■ What you have to do ■
The records should be copied out again with no alteration.

■ Stored entries ■
□ □ □ □ □ □ □

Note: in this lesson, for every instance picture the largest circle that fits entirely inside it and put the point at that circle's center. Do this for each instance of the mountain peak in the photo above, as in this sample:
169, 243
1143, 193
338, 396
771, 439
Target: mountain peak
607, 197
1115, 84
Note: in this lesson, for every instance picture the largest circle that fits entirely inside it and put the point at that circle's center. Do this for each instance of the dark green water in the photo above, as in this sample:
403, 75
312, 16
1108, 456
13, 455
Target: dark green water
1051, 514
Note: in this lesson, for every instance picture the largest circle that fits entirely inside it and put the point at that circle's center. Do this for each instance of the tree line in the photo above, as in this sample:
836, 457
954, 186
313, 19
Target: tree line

□ □ □ □ □ □ □

■ Problem solution ■
Note: in this lesson, for every instance picture the largest circle that fits entirely inside it and put the point at that circle's center. Do this for each instance of the mountain peak in the photo above, as in this sample:
169, 243
1143, 193
338, 396
771, 439
Target: mountain peak
607, 197
1115, 84
Note: in this lesson, for every instance picture the largest circle that fits entirely inside it and put the point at that circle's center. Do this for each instance of the dark green water in the photo above, as in this sample:
403, 75
312, 16
1108, 456
13, 455
Target: dark green water
1051, 514
Note: in this lesson, for every instance picture the largest circle that fits entirely inside it and put the point at that circle's center. Do this for each instance of the tree line in the photo above, as in this sample:
836, 457
954, 186
313, 19
Target: tree line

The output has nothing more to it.